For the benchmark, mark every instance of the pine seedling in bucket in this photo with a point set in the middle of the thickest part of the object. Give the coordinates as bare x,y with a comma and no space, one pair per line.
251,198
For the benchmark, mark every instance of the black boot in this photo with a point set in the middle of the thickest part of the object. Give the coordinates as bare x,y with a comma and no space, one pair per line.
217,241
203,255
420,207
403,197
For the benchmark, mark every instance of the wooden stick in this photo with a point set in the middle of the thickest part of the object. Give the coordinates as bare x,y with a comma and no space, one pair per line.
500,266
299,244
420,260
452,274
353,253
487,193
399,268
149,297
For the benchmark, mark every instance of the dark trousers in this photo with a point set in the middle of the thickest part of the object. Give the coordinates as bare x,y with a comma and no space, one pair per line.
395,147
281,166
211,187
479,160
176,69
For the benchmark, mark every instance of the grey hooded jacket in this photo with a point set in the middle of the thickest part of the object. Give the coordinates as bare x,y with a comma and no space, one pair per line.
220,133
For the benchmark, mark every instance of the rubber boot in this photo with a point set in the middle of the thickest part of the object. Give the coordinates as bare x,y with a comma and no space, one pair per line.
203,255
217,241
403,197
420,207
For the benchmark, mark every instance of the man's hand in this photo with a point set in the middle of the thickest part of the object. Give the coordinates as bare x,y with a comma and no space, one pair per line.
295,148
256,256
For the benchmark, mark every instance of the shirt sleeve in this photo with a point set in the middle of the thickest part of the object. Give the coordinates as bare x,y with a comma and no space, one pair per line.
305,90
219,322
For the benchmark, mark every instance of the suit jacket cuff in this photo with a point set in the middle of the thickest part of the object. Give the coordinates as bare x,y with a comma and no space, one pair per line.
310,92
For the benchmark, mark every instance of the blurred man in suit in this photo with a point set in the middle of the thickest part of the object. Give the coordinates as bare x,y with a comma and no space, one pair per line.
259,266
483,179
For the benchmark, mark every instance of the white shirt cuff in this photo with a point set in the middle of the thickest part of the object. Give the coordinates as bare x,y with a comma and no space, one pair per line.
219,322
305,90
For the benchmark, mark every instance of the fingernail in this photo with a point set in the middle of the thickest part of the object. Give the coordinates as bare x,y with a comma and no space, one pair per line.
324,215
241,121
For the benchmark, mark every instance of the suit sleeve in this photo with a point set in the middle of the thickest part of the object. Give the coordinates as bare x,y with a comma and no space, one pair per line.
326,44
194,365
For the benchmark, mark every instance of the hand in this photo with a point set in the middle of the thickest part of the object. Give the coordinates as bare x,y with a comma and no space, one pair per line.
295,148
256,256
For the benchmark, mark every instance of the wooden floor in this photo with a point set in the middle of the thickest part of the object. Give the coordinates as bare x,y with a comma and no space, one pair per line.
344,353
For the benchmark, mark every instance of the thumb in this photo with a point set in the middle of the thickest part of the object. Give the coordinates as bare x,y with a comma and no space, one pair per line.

• _Prompt_:
Transcribe all the entries, keeping each one exactly as it is.

• _Exercise output_:
For the benchmark, mark every instance of the pine seedling in bucket in this photo with a point set in the middle of the thickest part of the object. Give the coordinates as bare x,y with a comma and no space, one pair per line.
251,198
For the benchmark, mark every instance of the black boot in this photo with a point set in the middle of the thickest part of the object. Give the coordinates as bare x,y with a comma and no space, one pair per line.
217,241
203,255
420,207
403,197
For the benchmark, mark every instance of the wooden stick in this photo with a point set in the middle of the thickest part of the object. Give the coordinates as bare x,y with a comma and no space, one pair per line.
500,266
299,244
420,260
452,274
353,253
487,193
399,268
149,297
For the benchmark, mark every instance of the dark trousers in this photo with a point set in the middle of the thickest part of the object. Give the coordinates as bare x,y with a comma and no space, one pair per line.
395,147
281,166
211,187
479,160
176,69
For the benchmark, mark every instance of the grey hooded jacket in this photo with a point set in the middle of the thickest part of the object. Give the coordinates as bare x,y with a comma and no space, one pair per line.
220,133
For the benchmark, mark every instance of the rubber boot in this photo with a point set in the middle of the thickest part of the object. Give the coordinates as bare x,y with a comma and no space, one pair per line.
203,255
217,241
403,197
420,207
For the benchmark, mark every instance of the man's hand in this photo with a point set in the middle of the thickest part of the object. Give the coordinates as bare x,y with a comma and no space, one pair per line.
295,148
256,256
For the benchmark, mark every instance of the shirt sleeve in this photo with a point set in the middle of the thickest part of the object. Give the coordinates as bare x,y with a comma and no space, one pair per line.
305,90
219,322
For the benchmark, mark every instance of the suit jacket cuff in this photo with a point set in the middle of the thickest part of the object. Give the coordinates as bare x,y with a comma and no space, one pair per line.
310,92
For the benchmark, mark every instance of the blurred man in suit in this photo with a point set in the middle of the thickest part of the object. Give the coordinates as bare x,y with a comma and no space, one pair per line.
259,266
483,179
For the benchmark, mark every instance of the white shirt cuff in this photo with a point set in the middle of the thickest part of the object. Give the coordinates as bare x,y with a comma and no space, one pair per line.
219,322
305,90
For the benchmark, mark every instance of the fingernail in this photo with a point set in the middle of the thickest part of the object. Give the coordinates as bare x,y with a comma and no space, one pair per line.
324,215
241,121
For the benchmark, mark every instance of the suit sleeve in this photo with a point set in the middle of the thickest part of the object. Give the coordinates as bare x,y with a comma and no space, one pair per line.
326,44
194,365
For the benchmark, mark every instance of the hand in this photo with a point set in the middle of the thickest part of the object. Give the coordinates as bare x,y with a comma and no space, one pair per line.
295,148
256,256
For the benchmark, mark every instance of the wooden floor in this photo with a point set in the middle of the thickest part of the object. Give the coordinates as bare x,y with a comma and no space, one pair per line.
344,353
For the benchmark, mark every instance of the thumb in this photo with a point set in the middle of the thickest part of the object. Give the coordinates as bare x,y with a comma and no space, one pair per line.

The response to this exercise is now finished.